- TASK STATEMENT
Please output the listing below character for character and omit the images.

- INPUT DATA
==================================================

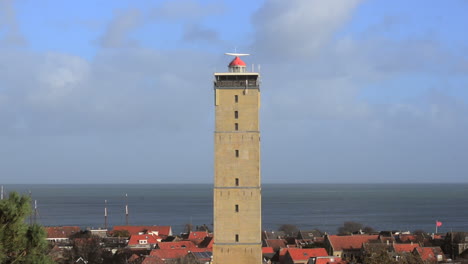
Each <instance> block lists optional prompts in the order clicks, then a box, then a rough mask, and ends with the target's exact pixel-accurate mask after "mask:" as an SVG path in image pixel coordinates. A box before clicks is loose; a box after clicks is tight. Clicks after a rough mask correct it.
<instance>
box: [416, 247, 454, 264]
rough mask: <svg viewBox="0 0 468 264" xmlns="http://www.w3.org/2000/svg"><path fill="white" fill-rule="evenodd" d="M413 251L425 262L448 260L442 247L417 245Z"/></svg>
mask: <svg viewBox="0 0 468 264" xmlns="http://www.w3.org/2000/svg"><path fill="white" fill-rule="evenodd" d="M413 253H414V254H416V255H417V256H419V257H420V258H421V259H422V261H424V263H437V262H443V261H446V260H447V258H446V257H445V255H444V252H443V251H442V249H441V248H440V247H417V248H415V249H414V251H413Z"/></svg>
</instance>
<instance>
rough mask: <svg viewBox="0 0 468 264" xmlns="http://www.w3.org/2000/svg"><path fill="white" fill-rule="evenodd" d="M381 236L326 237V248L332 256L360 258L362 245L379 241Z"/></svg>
mask: <svg viewBox="0 0 468 264" xmlns="http://www.w3.org/2000/svg"><path fill="white" fill-rule="evenodd" d="M378 238H379V235H351V236H337V235H326V236H325V241H324V244H325V248H326V249H327V251H328V254H329V255H330V256H336V257H341V258H342V259H346V258H350V259H352V258H359V257H361V255H362V252H361V250H362V245H363V244H364V243H369V242H371V241H374V240H377V239H378Z"/></svg>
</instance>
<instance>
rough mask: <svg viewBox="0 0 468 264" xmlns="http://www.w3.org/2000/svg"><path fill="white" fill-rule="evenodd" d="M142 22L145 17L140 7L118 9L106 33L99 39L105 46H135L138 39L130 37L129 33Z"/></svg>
mask: <svg viewBox="0 0 468 264" xmlns="http://www.w3.org/2000/svg"><path fill="white" fill-rule="evenodd" d="M142 23H143V18H142V15H141V11H140V10H138V9H126V10H119V11H116V14H115V17H114V18H113V19H112V21H111V22H110V23H109V24H108V26H107V28H106V31H105V33H104V34H103V35H102V36H101V37H100V38H99V39H98V43H99V45H101V46H102V47H104V48H119V47H129V46H135V45H136V41H135V40H130V39H129V38H128V37H129V33H131V32H132V31H133V30H135V29H136V28H137V27H138V26H140V25H141V24H142Z"/></svg>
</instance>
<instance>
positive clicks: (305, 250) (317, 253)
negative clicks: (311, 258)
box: [283, 248, 328, 264]
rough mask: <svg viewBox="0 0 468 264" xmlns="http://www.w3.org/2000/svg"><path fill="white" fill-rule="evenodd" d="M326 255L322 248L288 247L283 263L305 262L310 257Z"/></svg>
mask: <svg viewBox="0 0 468 264" xmlns="http://www.w3.org/2000/svg"><path fill="white" fill-rule="evenodd" d="M325 256H328V253H327V251H326V250H325V249H324V248H288V250H287V252H286V254H285V256H284V261H283V264H306V263H307V262H309V259H310V258H312V257H325Z"/></svg>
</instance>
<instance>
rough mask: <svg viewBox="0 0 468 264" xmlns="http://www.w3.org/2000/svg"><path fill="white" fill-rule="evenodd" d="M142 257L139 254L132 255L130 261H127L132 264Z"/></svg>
mask: <svg viewBox="0 0 468 264" xmlns="http://www.w3.org/2000/svg"><path fill="white" fill-rule="evenodd" d="M139 258H140V256H138V255H137V254H132V255H131V256H130V257H129V258H128V259H127V262H132V261H135V260H137V259H139Z"/></svg>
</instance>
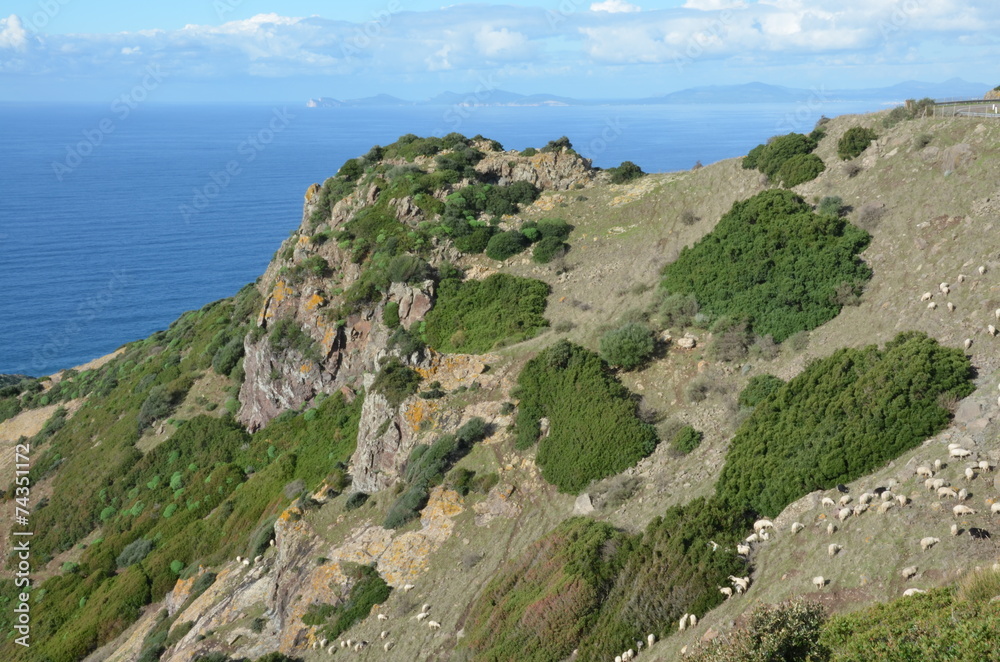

==================================================

- RESPONSE BOX
Each <instance> block lists optional prompts in the order clicks, then a box, then a rough mask, and ends with the target's exact pixel-accurate mask after "mask:" as an SVG path in image pixel coordinates. A box before clicks is loose; a box after clicks is tight. Clicks after a rough mask correct it.
<instance>
box: [416, 247, 454, 264]
rough mask: <svg viewBox="0 0 468 264" xmlns="http://www.w3.org/2000/svg"><path fill="white" fill-rule="evenodd" d="M413 251L425 262L448 260L442 247L417 245Z"/></svg>
mask: <svg viewBox="0 0 468 264" xmlns="http://www.w3.org/2000/svg"><path fill="white" fill-rule="evenodd" d="M413 253H414V254H416V255H417V256H419V257H420V258H421V259H422V261H424V263H437V262H443V261H446V260H447V258H446V257H445V255H444V252H443V251H442V249H441V248H440V247H417V248H415V249H414V251H413Z"/></svg>
</instance>
<instance>
rough mask: <svg viewBox="0 0 468 264" xmlns="http://www.w3.org/2000/svg"><path fill="white" fill-rule="evenodd" d="M381 236L326 237V248L332 256L360 258L362 245L379 241Z"/></svg>
mask: <svg viewBox="0 0 468 264" xmlns="http://www.w3.org/2000/svg"><path fill="white" fill-rule="evenodd" d="M378 238H379V235H351V236H337V235H326V236H325V241H324V244H325V248H326V249H327V251H328V254H329V255H330V256H336V257H341V258H342V259H346V258H350V259H352V258H359V257H361V255H362V252H361V250H362V245H363V244H364V243H369V242H371V241H374V240H377V239H378Z"/></svg>
</instance>
<instance>
rough mask: <svg viewBox="0 0 468 264" xmlns="http://www.w3.org/2000/svg"><path fill="white" fill-rule="evenodd" d="M142 22L145 17L140 7L118 9L106 33L99 39L105 46H135L138 39L130 37L129 33Z"/></svg>
mask: <svg viewBox="0 0 468 264" xmlns="http://www.w3.org/2000/svg"><path fill="white" fill-rule="evenodd" d="M142 23H143V18H142V15H141V11H140V10H138V9H126V10H119V11H116V14H115V17H114V18H113V19H112V21H111V22H110V23H109V24H108V26H107V28H106V31H105V33H104V34H103V35H102V36H101V37H100V38H99V39H98V43H99V45H101V46H102V47H104V48H119V47H129V46H135V45H136V41H135V40H130V39H129V38H128V37H129V33H131V32H132V31H133V30H135V29H136V28H137V27H138V26H140V25H141V24H142Z"/></svg>
</instance>
<instance>
positive clicks: (305, 250) (317, 253)
negative clicks: (311, 258)
box: [283, 248, 328, 264]
rough mask: <svg viewBox="0 0 468 264" xmlns="http://www.w3.org/2000/svg"><path fill="white" fill-rule="evenodd" d="M326 255L322 248L288 247L283 263L305 262L310 257Z"/></svg>
mask: <svg viewBox="0 0 468 264" xmlns="http://www.w3.org/2000/svg"><path fill="white" fill-rule="evenodd" d="M325 256H328V253H327V251H326V250H325V249H324V248H288V250H287V252H286V254H285V256H284V261H283V264H306V263H307V262H309V259H310V258H312V257H325Z"/></svg>
</instance>
<instance>
rough mask: <svg viewBox="0 0 468 264" xmlns="http://www.w3.org/2000/svg"><path fill="white" fill-rule="evenodd" d="M142 257L139 254L132 255L130 261H127L132 264Z"/></svg>
mask: <svg viewBox="0 0 468 264" xmlns="http://www.w3.org/2000/svg"><path fill="white" fill-rule="evenodd" d="M139 258H140V256H138V255H137V254H132V255H131V256H130V257H129V258H128V259H127V262H132V261H135V260H137V259H139Z"/></svg>
</instance>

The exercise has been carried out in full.